REQUIRED TASK
Pick out each line below that contains the word "piling", and copy those lines.

** START OF LISTING **

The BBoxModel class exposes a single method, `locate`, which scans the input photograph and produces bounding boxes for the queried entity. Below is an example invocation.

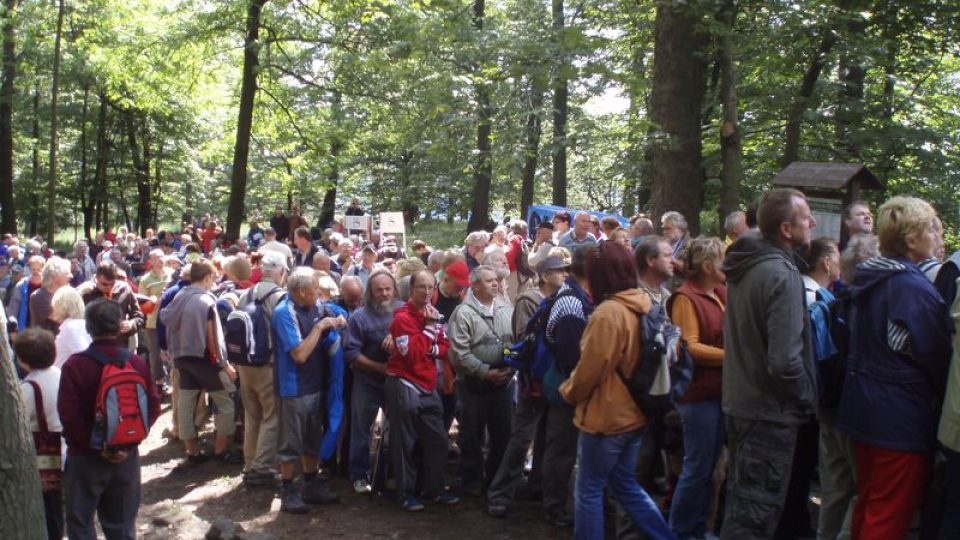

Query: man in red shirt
[385,270,459,512]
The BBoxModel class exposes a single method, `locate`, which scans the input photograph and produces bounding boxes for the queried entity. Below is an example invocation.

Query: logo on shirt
[396,336,410,356]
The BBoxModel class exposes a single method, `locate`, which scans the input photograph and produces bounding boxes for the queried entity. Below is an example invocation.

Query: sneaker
[243,471,279,487]
[400,495,423,512]
[487,504,507,518]
[210,450,243,465]
[353,478,373,495]
[280,485,310,514]
[543,512,573,529]
[303,479,340,504]
[187,452,210,465]
[431,493,460,506]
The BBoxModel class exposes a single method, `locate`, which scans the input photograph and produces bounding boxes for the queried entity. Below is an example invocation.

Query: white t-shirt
[20,366,63,433]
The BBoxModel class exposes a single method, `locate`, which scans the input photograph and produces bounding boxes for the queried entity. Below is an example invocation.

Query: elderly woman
[560,242,674,540]
[837,197,951,538]
[50,287,93,367]
[667,237,727,538]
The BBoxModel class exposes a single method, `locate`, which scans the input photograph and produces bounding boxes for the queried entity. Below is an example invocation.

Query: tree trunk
[92,90,109,235]
[317,90,343,229]
[780,28,837,168]
[27,77,41,236]
[123,110,153,236]
[552,0,567,206]
[225,0,267,241]
[0,0,17,233]
[520,74,544,219]
[77,82,93,238]
[718,0,743,221]
[0,309,47,540]
[835,12,867,161]
[467,0,493,231]
[47,0,65,248]
[650,4,707,235]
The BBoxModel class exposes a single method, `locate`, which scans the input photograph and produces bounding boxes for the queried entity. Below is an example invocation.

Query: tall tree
[0,308,47,540]
[650,2,707,234]
[467,0,493,231]
[225,0,267,240]
[47,0,65,246]
[551,0,568,206]
[0,0,17,233]
[717,0,743,223]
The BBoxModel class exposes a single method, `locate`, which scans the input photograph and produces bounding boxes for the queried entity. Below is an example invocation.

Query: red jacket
[387,302,450,392]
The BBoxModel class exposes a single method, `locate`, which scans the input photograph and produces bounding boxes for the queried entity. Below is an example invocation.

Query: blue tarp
[527,204,630,231]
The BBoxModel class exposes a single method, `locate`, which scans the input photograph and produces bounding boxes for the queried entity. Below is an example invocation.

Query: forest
[0,0,960,243]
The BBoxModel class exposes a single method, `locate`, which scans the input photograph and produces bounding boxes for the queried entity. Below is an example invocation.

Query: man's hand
[380,334,394,354]
[483,368,513,385]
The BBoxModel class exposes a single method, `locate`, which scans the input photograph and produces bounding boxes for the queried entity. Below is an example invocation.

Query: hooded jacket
[160,285,227,363]
[723,235,817,424]
[560,289,651,435]
[837,257,950,452]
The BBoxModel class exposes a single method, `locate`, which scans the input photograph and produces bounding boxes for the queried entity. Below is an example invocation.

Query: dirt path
[137,405,570,540]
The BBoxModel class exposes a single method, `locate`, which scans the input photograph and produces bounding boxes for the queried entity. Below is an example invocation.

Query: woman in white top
[13,324,68,538]
[50,287,92,368]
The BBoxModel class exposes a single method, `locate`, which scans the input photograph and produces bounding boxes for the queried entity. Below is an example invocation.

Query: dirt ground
[137,403,571,540]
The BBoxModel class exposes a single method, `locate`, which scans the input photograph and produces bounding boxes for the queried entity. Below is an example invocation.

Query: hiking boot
[543,512,573,529]
[187,452,210,465]
[431,493,460,506]
[487,503,507,518]
[400,495,423,512]
[243,471,278,487]
[210,450,243,465]
[303,479,340,504]
[280,485,309,514]
[353,478,373,495]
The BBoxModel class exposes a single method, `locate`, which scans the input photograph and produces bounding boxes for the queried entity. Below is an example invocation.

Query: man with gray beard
[344,270,402,493]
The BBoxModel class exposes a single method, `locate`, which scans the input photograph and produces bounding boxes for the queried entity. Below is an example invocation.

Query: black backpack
[224,286,283,366]
[617,304,693,419]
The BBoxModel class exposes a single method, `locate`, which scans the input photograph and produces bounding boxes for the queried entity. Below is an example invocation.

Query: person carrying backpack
[233,251,287,486]
[57,300,160,540]
[487,255,570,517]
[667,237,727,538]
[560,242,675,540]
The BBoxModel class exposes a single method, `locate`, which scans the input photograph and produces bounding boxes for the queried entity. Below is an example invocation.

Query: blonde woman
[50,287,93,368]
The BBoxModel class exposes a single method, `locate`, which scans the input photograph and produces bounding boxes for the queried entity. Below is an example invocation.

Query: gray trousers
[721,415,798,540]
[487,396,547,506]
[64,450,140,540]
[817,416,857,540]
[384,376,448,501]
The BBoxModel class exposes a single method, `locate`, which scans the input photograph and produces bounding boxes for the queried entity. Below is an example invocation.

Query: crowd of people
[0,189,960,540]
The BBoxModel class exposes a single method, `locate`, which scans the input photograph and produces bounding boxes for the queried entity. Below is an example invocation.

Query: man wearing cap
[487,250,570,517]
[430,260,470,432]
[139,249,171,389]
[77,259,146,351]
[344,270,403,493]
[447,265,514,495]
[258,226,293,261]
[237,251,287,486]
[346,243,377,289]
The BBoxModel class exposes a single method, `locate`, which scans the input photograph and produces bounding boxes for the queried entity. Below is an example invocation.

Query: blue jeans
[348,375,386,481]
[670,399,723,540]
[573,429,676,540]
[940,448,960,540]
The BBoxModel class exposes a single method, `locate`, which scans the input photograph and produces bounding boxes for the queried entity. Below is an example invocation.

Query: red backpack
[83,347,150,450]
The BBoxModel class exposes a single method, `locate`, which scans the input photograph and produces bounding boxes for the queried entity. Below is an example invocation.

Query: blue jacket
[837,257,951,452]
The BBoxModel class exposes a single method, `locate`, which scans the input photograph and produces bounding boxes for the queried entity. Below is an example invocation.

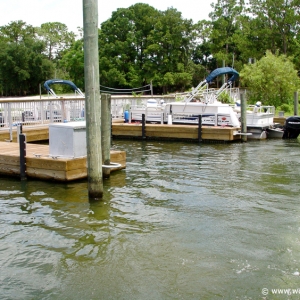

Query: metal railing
[0,95,174,138]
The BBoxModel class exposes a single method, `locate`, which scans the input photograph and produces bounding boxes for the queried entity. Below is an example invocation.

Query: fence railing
[0,95,174,136]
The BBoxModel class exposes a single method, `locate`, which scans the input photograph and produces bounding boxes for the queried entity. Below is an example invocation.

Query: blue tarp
[206,67,239,83]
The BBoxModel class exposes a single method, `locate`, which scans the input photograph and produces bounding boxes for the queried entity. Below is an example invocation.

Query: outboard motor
[282,116,300,139]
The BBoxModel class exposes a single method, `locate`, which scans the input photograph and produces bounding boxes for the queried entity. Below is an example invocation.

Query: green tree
[209,0,245,67]
[0,21,53,96]
[240,51,300,107]
[37,22,75,60]
[249,0,300,55]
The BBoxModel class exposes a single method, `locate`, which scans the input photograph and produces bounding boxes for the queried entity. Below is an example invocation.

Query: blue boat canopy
[205,67,239,83]
[44,79,84,97]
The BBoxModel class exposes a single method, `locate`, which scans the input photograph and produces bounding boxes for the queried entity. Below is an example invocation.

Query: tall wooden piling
[294,92,299,116]
[82,0,103,199]
[240,94,247,142]
[19,133,27,180]
[101,94,111,178]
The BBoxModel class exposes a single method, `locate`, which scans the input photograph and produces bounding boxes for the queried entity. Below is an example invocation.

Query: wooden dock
[112,123,241,142]
[0,142,126,181]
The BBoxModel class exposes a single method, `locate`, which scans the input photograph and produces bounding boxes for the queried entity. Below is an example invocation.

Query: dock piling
[142,114,146,139]
[19,133,27,180]
[198,115,202,143]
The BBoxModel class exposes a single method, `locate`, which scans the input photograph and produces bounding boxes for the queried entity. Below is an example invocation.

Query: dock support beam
[19,133,27,180]
[198,115,202,143]
[142,114,146,139]
[240,94,247,142]
[101,94,111,178]
[82,0,103,199]
[294,92,299,116]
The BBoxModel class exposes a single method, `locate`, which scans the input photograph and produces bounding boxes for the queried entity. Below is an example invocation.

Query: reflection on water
[0,140,300,300]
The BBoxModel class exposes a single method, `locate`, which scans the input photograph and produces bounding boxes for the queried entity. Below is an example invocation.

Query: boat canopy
[44,79,84,97]
[205,67,239,83]
[185,67,239,102]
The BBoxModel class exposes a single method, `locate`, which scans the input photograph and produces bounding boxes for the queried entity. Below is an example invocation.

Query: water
[0,140,300,300]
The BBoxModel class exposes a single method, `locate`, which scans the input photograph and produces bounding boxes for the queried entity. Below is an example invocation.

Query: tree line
[0,0,300,107]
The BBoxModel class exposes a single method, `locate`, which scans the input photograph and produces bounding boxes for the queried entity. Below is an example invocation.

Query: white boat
[130,67,240,127]
[130,67,283,139]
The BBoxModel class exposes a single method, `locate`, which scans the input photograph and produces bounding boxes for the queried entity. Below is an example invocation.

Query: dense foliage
[0,0,300,105]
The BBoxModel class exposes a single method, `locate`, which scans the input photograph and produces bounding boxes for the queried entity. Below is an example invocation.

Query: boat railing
[247,105,275,115]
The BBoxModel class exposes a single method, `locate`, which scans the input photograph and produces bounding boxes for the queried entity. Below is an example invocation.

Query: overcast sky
[0,0,216,33]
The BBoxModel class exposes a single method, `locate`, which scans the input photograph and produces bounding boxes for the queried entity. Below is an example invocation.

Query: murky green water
[0,140,300,300]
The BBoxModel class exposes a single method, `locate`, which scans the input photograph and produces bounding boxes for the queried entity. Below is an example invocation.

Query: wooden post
[19,133,26,180]
[142,114,146,139]
[82,0,103,199]
[294,92,299,116]
[240,94,247,142]
[101,94,111,178]
[198,115,202,143]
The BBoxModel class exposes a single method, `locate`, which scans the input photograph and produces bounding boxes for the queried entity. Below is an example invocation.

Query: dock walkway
[0,142,126,181]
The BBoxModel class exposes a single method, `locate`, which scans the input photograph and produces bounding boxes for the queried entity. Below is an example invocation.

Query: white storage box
[49,121,87,157]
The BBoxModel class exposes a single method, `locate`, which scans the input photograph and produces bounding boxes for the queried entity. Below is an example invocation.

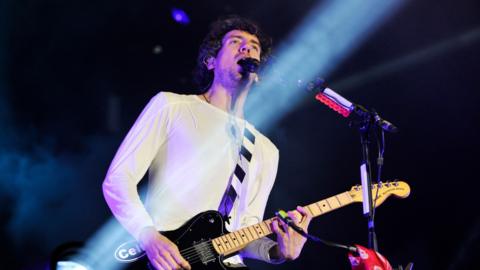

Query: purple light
[172,8,190,24]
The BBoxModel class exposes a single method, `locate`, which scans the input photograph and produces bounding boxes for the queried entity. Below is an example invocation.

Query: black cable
[275,210,358,254]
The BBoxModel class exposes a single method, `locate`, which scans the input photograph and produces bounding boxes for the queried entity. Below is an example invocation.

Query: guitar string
[180,241,216,264]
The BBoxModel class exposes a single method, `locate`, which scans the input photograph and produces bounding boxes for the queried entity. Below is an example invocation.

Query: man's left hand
[271,206,312,260]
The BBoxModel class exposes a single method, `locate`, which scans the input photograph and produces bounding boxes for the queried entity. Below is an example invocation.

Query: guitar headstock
[348,180,410,206]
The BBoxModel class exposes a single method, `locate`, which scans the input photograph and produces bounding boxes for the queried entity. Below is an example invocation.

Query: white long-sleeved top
[103,92,279,264]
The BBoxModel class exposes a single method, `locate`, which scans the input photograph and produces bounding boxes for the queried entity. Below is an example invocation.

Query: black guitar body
[115,210,239,270]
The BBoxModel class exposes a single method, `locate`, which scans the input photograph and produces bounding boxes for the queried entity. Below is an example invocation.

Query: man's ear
[203,56,215,70]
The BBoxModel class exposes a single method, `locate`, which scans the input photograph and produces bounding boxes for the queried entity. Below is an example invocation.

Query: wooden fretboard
[212,191,354,255]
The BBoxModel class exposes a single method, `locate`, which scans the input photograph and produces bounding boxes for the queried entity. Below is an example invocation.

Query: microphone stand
[352,105,380,251]
[307,77,398,251]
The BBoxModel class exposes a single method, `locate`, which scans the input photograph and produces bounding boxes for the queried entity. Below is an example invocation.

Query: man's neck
[204,77,255,118]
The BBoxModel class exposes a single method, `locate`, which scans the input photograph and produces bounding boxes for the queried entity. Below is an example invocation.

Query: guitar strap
[218,124,255,224]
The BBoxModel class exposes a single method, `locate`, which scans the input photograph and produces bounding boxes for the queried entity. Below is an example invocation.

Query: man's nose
[240,44,251,53]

** END OF LISTING **

SOLUTION TO THE EXERCISE
Query: tall wooden piling
Query: dock piling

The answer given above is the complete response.